◆ Exercise prompt ◆
Filter the items below and keep only the lines that contain the string "railing", copying each such line in full.

· · · · · · ·

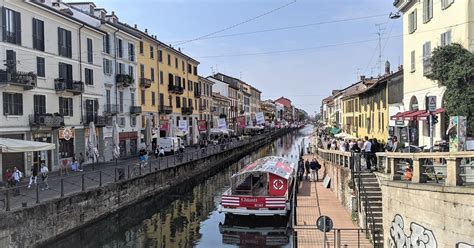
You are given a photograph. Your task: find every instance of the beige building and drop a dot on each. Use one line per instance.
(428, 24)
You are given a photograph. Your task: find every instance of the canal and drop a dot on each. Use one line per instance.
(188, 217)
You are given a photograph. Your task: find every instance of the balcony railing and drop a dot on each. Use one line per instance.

· · · · · · ·

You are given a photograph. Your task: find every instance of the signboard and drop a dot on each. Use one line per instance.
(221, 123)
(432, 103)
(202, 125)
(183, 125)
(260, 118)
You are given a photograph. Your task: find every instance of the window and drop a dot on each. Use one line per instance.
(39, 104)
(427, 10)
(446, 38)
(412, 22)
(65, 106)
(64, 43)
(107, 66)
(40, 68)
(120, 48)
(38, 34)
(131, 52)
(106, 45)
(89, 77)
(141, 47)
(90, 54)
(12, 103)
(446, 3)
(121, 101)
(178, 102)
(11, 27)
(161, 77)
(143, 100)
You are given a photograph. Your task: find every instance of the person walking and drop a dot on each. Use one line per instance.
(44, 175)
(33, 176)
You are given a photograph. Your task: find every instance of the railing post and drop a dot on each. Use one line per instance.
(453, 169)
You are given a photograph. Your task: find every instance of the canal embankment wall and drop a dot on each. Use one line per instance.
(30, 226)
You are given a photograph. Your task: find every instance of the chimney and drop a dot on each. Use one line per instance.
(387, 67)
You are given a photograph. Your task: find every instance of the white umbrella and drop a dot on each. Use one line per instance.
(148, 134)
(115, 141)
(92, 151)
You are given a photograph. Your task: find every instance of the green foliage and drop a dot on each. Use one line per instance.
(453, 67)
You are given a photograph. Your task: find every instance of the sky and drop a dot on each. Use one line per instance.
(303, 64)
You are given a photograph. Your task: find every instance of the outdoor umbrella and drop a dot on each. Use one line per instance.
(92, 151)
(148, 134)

· · · · · · ·

◆ Reply to the exercise ◆
You are given a photograph. Your task: find every instance of the balcony railing and drop a dot on each. Use one line per instance.
You are given a photograph. Your task: find every instance of the railing post and drop a dot on each. Use one line per instance.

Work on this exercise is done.